## Exercise objective
Exactly as written, reproduce the lines from the one that contains "Each matching instance of the silhouetted coiled" through the end of the records.

╭─ Material supplied

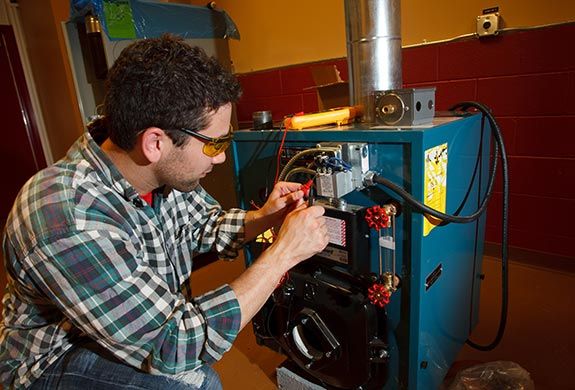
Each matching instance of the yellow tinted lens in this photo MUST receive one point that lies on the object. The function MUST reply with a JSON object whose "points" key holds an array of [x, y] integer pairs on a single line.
{"points": [[214, 148]]}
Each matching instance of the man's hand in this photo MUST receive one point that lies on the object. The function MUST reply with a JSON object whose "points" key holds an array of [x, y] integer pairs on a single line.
{"points": [[303, 234], [285, 197]]}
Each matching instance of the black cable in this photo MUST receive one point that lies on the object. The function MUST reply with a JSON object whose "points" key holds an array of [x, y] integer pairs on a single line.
{"points": [[504, 227], [420, 206]]}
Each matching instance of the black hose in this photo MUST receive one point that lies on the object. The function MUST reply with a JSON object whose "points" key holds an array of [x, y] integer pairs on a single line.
{"points": [[420, 206]]}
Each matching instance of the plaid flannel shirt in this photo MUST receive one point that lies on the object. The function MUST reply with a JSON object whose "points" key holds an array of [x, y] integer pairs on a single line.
{"points": [[87, 257]]}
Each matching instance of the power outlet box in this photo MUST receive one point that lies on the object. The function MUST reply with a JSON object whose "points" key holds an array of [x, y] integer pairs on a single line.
{"points": [[488, 24]]}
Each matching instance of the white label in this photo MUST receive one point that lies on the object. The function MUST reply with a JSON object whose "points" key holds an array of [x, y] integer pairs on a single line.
{"points": [[335, 254], [336, 231]]}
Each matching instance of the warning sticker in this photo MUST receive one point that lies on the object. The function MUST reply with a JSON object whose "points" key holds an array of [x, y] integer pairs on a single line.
{"points": [[435, 190], [336, 231]]}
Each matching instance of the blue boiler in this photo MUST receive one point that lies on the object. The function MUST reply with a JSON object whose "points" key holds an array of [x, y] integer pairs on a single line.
{"points": [[412, 341]]}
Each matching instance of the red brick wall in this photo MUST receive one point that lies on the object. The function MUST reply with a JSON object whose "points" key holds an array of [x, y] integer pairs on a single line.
{"points": [[527, 78]]}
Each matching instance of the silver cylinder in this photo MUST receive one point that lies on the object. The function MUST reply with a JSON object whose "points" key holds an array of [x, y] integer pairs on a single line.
{"points": [[373, 29]]}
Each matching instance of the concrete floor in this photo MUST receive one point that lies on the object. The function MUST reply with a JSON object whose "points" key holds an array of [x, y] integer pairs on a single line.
{"points": [[539, 334]]}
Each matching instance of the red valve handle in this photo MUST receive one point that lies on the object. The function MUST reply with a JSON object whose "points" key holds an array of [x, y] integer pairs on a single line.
{"points": [[378, 295], [377, 218]]}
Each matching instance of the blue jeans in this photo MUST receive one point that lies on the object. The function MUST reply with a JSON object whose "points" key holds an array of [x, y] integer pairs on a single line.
{"points": [[89, 367]]}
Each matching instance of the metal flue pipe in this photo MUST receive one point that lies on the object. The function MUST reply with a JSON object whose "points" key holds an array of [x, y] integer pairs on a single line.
{"points": [[373, 29]]}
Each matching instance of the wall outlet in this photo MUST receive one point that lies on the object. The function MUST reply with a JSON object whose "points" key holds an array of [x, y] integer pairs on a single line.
{"points": [[488, 24]]}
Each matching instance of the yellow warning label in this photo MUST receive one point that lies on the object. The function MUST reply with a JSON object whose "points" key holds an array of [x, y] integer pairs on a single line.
{"points": [[435, 190]]}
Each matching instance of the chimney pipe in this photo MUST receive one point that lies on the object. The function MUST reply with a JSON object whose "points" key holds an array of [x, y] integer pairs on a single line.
{"points": [[373, 29]]}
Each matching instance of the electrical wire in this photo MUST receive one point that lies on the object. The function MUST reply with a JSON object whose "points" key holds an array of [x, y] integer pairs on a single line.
{"points": [[419, 206]]}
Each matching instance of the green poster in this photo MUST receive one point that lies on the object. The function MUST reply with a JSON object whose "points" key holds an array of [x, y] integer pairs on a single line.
{"points": [[119, 19]]}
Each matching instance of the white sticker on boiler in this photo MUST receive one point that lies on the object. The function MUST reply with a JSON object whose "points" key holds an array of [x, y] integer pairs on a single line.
{"points": [[336, 231]]}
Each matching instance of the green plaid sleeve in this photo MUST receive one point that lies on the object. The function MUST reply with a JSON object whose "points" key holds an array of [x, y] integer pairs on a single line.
{"points": [[103, 283]]}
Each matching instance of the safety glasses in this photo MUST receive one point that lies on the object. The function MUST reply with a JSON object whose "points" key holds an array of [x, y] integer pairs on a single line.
{"points": [[212, 146]]}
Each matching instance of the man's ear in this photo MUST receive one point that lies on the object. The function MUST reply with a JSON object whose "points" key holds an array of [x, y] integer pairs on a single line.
{"points": [[153, 143]]}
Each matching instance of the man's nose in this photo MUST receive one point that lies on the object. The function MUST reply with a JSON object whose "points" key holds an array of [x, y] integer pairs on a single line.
{"points": [[219, 159]]}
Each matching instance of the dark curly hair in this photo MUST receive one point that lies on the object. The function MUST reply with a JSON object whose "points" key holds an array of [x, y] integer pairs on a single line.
{"points": [[166, 83]]}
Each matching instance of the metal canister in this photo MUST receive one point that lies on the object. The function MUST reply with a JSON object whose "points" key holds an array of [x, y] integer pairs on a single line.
{"points": [[262, 120]]}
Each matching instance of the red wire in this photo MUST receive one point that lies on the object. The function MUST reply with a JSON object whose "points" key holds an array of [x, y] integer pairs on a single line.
{"points": [[279, 156]]}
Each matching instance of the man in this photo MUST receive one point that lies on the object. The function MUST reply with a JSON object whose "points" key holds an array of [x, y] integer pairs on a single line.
{"points": [[99, 247]]}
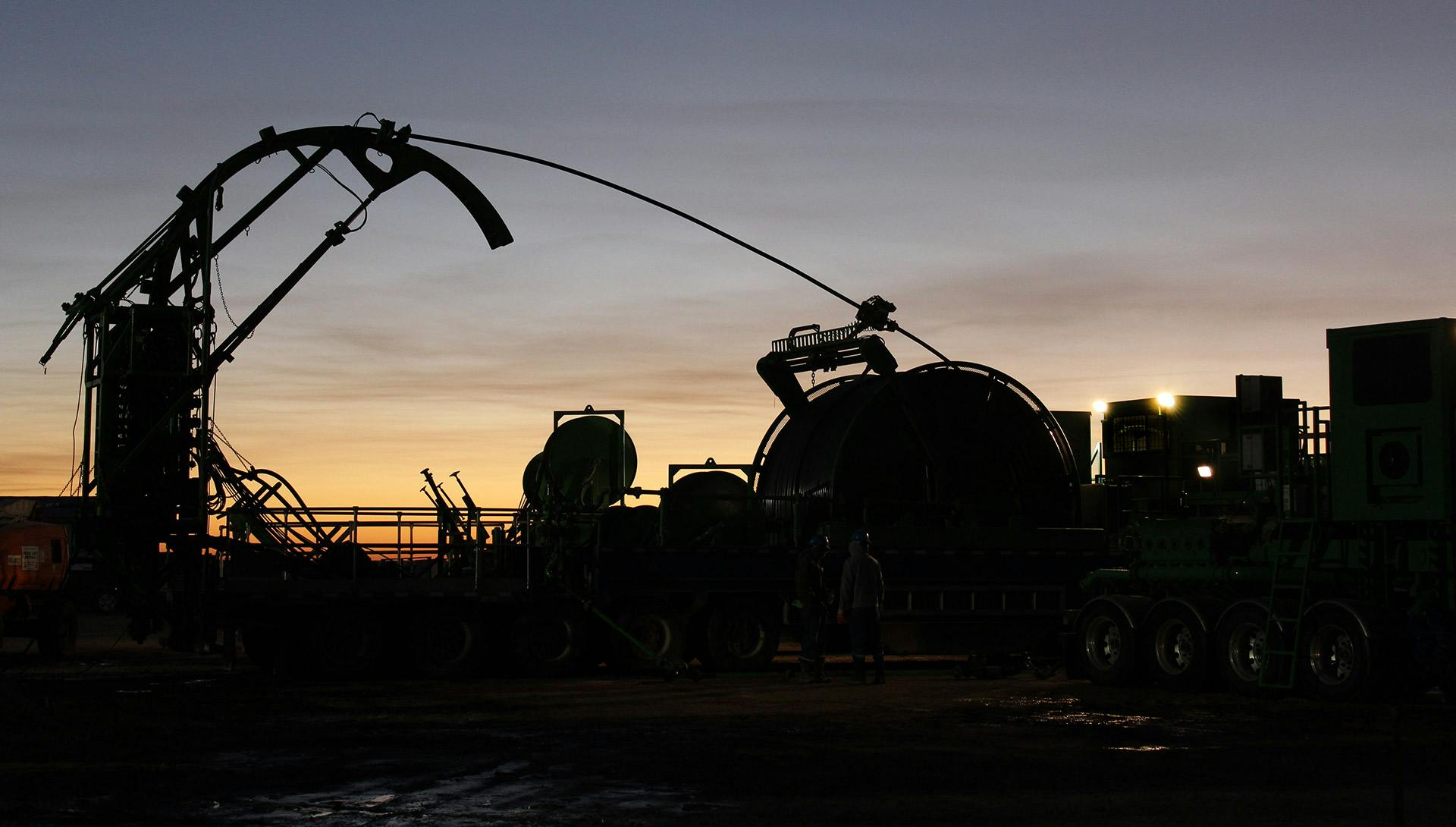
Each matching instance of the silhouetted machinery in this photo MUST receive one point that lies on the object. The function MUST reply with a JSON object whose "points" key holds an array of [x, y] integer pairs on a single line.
{"points": [[1228, 536], [1274, 545]]}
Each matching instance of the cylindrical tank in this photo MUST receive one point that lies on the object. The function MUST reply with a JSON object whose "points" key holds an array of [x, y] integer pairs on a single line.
{"points": [[929, 456], [34, 557], [588, 462], [711, 508]]}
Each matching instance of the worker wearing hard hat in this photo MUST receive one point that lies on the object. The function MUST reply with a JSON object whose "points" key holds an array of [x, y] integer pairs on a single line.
{"points": [[861, 594]]}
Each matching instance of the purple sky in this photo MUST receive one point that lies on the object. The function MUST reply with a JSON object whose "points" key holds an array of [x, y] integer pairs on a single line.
{"points": [[1103, 200]]}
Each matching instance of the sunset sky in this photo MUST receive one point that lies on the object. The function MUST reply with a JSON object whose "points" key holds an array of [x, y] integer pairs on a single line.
{"points": [[1103, 200]]}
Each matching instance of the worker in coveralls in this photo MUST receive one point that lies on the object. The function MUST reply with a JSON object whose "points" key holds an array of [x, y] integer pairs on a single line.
{"points": [[861, 594], [813, 599]]}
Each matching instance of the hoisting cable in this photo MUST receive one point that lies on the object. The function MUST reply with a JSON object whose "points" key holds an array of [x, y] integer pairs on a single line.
{"points": [[673, 210]]}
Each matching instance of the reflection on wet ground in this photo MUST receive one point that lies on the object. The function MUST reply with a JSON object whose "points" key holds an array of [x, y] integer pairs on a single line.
{"points": [[139, 736], [514, 792], [1185, 730]]}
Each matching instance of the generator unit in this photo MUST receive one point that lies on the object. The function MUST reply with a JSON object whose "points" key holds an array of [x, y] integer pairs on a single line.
{"points": [[1272, 545], [1392, 392]]}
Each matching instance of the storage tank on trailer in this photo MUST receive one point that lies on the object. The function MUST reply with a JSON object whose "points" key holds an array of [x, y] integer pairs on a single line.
{"points": [[34, 559], [937, 456]]}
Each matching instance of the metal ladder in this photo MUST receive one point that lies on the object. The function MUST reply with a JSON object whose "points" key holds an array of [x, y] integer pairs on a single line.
{"points": [[1289, 593]]}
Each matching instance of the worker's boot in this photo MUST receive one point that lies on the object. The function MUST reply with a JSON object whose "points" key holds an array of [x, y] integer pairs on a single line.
{"points": [[819, 671], [805, 670]]}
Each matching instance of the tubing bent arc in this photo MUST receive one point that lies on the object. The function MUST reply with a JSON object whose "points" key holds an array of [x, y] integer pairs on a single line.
{"points": [[150, 337], [149, 267]]}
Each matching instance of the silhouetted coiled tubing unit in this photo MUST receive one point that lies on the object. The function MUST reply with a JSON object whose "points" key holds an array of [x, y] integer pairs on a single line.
{"points": [[967, 484]]}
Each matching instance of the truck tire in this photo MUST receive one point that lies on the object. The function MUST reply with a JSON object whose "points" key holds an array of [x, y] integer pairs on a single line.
{"points": [[1175, 647], [551, 641], [1241, 646], [343, 643], [262, 647], [447, 644], [742, 635], [660, 629], [1335, 656], [1107, 646], [58, 629]]}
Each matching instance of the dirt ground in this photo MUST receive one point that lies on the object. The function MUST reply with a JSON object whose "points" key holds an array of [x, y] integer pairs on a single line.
{"points": [[134, 734]]}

╰─

## Solution
Each matching instance of the silhouetted coiled tubing unit in this photo MUST receive one point that lies on the object. The function MUST reply with a JSON object whose "points" key holds an array of [x, y] integer pairs on a single line.
{"points": [[967, 484]]}
Each matching instance of the truck tire in this photo MUST receive one point that lies on the object. The function MUST reply with a JSON object whose "points" key holds an array of [x, y] integer pairs on a single line.
{"points": [[1175, 647], [551, 641], [1241, 646], [343, 643], [262, 647], [447, 644], [742, 635], [660, 629], [1335, 656], [1107, 646], [58, 629]]}
Each matching instance of the dirt ground in this photo MUST receive one point that lies on the object. The function MUST reply with a JSON object whose "points" key holds an array of [x, y] integer pairs on a single line.
{"points": [[134, 734]]}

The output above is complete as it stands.